> [Textauszug]
# Evanzo MySQL DB Connect Problem



## Carrear (1. August 2007)

Hi Leute

ich bin WIEDER Evanzo Kunde weil ich früher schonmal 2 Jahre bei denen war und damals auch zufrieden.
Jetzt haben die allerdings die DB Administraton an den User übergeben mit einer mir vollkommen suspekten Plattform namens Plesk (Version 8.1.1.). Man kann da also die DB selber erstellen was ich auch gemacht habe und ich habe den User mit Passwort eingerichtet (mehr als NAme und PW kann man bei den Usern auch nicht einstellen soweit ich sehe) und ich kann leider nicht auf meine DB zugreifen. 
Es kommt bei der connection zu folgender Meldung :

Access denied for user 'apache'@'localhost' (using password: NO)

> [Anweisung 1] Gib bitte den Abschnitt des Forenbeitrags von „# Evanzo MySQL“ bis „meine DB zugreifen.“ wieder und tausche dabei „Evanzo“ gegen „Strato“ aus.
Der Forenbeitrag und die Zeilen stehen in keinem Zusammenhang miteinander.

> [Bereitgestelltes Material]
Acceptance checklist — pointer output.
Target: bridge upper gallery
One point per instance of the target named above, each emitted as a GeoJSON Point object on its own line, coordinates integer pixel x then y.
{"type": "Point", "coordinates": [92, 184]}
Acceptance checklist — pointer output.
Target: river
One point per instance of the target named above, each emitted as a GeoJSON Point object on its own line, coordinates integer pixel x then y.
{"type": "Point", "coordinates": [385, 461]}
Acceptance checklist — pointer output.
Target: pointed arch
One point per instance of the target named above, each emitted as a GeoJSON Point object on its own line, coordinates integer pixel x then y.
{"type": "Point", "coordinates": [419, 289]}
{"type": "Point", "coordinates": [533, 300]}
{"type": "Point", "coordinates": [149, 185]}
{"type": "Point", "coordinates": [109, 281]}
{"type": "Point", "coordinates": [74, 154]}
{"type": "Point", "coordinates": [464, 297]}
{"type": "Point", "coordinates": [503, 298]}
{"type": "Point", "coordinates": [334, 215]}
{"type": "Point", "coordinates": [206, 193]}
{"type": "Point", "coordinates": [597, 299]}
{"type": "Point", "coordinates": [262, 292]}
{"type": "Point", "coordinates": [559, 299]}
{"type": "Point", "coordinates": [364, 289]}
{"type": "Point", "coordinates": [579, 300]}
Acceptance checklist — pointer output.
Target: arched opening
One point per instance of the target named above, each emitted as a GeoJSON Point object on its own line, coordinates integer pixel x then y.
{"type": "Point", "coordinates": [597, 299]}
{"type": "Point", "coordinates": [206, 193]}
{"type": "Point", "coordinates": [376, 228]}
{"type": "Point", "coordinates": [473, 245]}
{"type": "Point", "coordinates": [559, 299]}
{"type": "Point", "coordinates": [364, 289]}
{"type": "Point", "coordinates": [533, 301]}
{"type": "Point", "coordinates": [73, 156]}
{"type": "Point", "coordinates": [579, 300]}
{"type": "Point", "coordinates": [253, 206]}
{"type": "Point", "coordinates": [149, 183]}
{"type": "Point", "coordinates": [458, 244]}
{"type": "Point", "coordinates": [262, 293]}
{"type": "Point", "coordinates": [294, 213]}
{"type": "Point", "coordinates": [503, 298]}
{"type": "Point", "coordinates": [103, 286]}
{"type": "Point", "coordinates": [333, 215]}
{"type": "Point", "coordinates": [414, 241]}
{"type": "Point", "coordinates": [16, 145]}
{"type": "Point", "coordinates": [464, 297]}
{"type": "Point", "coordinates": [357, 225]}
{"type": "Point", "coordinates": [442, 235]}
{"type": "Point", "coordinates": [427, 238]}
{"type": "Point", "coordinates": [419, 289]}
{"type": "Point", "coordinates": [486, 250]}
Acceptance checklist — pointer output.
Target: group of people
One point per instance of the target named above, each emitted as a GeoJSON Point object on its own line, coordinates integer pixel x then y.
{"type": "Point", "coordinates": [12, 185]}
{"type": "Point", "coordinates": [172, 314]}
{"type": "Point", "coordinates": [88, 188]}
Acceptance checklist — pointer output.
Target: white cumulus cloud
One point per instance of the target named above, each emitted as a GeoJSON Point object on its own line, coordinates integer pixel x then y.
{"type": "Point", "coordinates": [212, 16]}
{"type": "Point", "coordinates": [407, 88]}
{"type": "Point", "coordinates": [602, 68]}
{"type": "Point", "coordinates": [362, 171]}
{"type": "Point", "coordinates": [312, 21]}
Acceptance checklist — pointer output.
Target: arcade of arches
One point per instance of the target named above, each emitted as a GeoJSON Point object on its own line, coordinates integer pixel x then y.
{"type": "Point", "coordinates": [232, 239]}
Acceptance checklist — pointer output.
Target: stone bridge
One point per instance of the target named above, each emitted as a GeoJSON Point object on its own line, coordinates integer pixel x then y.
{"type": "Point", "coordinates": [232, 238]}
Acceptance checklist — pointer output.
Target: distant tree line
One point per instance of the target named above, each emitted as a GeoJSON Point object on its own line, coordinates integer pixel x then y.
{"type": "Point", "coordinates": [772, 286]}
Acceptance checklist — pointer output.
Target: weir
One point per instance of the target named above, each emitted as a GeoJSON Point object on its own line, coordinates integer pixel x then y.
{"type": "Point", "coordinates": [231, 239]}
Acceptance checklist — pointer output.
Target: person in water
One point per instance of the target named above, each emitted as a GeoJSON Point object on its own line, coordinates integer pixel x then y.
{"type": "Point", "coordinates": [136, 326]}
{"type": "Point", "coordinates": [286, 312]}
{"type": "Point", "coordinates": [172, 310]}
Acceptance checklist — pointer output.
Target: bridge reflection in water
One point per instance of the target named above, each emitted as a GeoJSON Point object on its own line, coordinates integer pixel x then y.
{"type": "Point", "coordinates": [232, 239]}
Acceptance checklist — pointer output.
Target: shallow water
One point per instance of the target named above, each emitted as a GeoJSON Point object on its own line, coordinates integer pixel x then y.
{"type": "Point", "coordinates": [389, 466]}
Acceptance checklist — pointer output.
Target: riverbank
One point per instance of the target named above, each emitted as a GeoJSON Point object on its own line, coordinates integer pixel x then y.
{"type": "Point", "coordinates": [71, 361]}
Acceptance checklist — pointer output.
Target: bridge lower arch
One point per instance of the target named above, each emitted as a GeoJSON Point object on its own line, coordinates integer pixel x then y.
...
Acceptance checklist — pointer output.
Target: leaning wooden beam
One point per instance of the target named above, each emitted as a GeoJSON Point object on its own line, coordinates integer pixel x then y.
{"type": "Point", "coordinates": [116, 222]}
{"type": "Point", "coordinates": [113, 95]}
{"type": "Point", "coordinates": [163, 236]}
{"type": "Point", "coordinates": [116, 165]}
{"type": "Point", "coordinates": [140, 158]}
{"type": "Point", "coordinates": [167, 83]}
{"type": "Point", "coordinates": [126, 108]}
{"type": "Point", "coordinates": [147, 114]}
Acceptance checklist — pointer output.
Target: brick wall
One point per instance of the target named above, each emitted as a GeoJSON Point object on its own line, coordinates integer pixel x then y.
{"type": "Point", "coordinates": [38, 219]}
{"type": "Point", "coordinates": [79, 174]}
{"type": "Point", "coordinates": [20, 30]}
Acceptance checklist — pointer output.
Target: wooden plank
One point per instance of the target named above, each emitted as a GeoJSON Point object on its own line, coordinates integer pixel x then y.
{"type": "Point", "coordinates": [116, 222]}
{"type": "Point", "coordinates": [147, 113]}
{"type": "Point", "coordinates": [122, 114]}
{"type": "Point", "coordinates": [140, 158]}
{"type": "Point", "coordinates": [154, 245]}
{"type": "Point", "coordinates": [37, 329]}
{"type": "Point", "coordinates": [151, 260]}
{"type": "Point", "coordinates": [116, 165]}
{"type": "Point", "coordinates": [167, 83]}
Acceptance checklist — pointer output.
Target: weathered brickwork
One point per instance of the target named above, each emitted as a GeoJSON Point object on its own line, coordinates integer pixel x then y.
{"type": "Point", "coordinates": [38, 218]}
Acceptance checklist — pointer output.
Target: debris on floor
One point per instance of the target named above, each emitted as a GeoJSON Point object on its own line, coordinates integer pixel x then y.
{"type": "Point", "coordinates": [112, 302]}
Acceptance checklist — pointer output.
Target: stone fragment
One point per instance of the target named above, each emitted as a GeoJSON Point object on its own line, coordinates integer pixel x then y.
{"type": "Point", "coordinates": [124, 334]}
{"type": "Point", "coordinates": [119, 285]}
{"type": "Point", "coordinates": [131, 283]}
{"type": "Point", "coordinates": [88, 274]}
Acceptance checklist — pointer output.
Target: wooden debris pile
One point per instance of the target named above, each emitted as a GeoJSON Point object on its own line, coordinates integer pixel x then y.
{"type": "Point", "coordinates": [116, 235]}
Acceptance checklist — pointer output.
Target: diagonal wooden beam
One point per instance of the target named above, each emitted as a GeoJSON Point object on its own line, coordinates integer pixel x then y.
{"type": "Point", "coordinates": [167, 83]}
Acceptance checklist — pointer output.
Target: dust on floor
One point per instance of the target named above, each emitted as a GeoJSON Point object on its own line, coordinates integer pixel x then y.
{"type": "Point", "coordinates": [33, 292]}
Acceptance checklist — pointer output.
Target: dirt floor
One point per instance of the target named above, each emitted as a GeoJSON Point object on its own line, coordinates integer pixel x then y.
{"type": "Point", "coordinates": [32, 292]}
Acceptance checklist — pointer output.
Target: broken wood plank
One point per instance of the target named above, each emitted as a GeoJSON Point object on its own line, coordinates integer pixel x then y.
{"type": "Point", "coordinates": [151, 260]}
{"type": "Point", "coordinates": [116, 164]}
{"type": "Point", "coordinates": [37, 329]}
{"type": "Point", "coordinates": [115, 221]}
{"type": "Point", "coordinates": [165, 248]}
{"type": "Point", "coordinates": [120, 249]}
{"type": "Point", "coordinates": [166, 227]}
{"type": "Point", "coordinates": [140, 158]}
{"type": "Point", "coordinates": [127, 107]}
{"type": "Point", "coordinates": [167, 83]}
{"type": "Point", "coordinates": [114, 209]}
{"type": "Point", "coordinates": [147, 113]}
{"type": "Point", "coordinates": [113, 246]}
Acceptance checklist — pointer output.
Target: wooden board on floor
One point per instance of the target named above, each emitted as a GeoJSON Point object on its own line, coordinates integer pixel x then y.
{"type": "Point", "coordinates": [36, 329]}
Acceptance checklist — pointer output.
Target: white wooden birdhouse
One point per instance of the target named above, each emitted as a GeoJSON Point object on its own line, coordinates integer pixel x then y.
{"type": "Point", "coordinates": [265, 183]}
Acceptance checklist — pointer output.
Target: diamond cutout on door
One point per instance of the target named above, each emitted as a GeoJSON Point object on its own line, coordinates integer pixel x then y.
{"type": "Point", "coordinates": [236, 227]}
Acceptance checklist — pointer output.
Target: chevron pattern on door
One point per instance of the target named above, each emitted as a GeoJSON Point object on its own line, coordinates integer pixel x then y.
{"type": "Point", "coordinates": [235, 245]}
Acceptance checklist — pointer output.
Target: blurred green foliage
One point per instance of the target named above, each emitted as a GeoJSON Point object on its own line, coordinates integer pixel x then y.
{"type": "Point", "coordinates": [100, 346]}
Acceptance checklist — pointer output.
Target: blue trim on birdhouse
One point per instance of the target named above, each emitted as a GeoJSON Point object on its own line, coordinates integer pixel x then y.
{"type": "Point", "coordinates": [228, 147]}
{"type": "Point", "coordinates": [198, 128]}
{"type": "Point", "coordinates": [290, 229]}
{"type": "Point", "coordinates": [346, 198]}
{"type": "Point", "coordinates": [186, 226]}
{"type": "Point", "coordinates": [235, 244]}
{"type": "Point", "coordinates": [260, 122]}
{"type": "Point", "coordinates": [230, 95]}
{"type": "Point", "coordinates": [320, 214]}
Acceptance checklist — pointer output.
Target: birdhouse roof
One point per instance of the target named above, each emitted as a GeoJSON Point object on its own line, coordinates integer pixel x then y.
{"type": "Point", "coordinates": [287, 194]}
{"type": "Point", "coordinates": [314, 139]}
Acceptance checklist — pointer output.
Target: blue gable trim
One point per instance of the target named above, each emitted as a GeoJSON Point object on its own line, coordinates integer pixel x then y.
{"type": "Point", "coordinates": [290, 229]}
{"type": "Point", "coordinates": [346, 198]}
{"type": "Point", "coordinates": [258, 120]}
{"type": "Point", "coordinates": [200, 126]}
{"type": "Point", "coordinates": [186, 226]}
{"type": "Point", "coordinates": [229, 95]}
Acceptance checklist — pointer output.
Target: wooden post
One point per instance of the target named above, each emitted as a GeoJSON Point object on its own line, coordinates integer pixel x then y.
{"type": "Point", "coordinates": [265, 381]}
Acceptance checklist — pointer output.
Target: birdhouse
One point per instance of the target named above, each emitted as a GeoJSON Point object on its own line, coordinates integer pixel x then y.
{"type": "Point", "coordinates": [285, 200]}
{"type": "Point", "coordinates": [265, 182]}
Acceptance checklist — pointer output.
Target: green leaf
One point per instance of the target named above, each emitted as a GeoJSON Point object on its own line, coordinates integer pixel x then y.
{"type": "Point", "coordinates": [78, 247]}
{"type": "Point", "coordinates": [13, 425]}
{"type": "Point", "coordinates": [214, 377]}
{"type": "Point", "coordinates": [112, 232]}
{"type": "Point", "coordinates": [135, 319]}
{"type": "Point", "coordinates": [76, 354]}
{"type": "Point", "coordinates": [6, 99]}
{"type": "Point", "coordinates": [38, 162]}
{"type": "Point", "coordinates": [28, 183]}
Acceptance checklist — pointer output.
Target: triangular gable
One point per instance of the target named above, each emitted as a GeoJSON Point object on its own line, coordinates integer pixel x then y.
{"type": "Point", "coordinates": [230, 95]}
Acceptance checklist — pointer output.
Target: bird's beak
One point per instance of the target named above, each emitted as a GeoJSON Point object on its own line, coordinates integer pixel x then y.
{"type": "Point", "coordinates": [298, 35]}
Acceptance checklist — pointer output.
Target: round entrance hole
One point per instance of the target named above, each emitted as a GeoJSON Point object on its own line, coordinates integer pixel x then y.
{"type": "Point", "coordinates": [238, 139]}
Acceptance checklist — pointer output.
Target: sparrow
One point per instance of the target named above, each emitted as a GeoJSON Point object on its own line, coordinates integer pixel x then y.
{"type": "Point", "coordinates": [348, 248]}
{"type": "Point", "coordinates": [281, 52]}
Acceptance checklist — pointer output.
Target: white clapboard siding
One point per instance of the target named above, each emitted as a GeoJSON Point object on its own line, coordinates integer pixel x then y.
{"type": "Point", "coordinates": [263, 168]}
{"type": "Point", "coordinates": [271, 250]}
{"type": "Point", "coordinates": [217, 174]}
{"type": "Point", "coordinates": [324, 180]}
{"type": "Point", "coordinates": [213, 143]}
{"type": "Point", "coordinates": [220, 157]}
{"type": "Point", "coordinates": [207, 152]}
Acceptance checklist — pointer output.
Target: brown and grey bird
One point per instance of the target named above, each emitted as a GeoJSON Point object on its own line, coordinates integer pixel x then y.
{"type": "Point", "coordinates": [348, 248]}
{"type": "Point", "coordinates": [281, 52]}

> [Anweisung 2] Wie viele der Zeilen enthalten die Zeichenfolge „gable“? Nenne nur die Zahl.

> [Ergebnis 1]
# Strato MySQL DB Connect Problem



## Carrear (1. August 2007)

Hi Leute

ich bin WIEDER Strato Kunde weil ich früher schonmal 2 Jahre bei denen war und damals auch zufrieden.
Jetzt haben die allerdings die DB Administraton an den User übergeben mit einer mir vollkommen suspekten Plattform namens Plesk (Version 8.1.1.). Man kann da also die DB selber erstellen was ich auch gemacht habe und ich habe den User mit Passwort eingerichtet (mehr als NAme und PW kann man bei den Usern auch nicht einstellen soweit ich sehe) und ich kann leider nicht auf meine DB zugreifen.

> [Ergebnis 2] 2